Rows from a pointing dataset
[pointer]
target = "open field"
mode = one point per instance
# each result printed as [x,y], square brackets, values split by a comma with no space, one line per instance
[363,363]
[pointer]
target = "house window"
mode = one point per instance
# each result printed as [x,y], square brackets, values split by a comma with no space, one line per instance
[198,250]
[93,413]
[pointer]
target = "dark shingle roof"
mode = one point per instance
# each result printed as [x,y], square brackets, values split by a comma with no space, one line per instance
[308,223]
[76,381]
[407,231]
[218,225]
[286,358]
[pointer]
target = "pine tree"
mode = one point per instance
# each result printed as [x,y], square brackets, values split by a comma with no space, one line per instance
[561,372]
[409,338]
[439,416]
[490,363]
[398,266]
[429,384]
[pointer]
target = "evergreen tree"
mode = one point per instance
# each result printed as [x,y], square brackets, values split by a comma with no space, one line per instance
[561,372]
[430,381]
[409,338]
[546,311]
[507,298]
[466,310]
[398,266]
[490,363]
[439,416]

DIRECTIONS FOR THIS TASK = Copy out the records above with "one point per instance" swapped for "a single point for each instance" at every occurrence, changing nothing else.

FINAL RESULT =
[pointer]
target = "open field"
mode = a single point for each instance
# each result printed as [x,y], square brackets, values split by a comma with no space, one line per instance
[363,363]
[pointer]
target = "house window"
mode = a single point for each instance
# each result printed as [x,y], square brackets, values split by a comma with no space, one line per instance
[198,250]
[93,413]
[pointer]
target = "dark shingle roof"
mode = a single point for each instance
# each result printed as [x,y], square brackets, values split by a comma with no space, one line per instance
[308,223]
[76,381]
[407,231]
[218,225]
[286,358]
[pointer]
target = "pine tree"
mode = a single point for each instance
# each result printed as [x,y], square brackets, values split by a comma with no space, one line per instance
[561,372]
[409,338]
[439,416]
[490,363]
[398,266]
[429,384]
[pointer]
target = "evergreen tree"
mode = a single point for each instance
# each result printed as [x,y], square brackets, values split by a comma with no space, one line per instance
[561,372]
[430,381]
[409,338]
[546,311]
[507,298]
[466,310]
[398,266]
[490,363]
[439,416]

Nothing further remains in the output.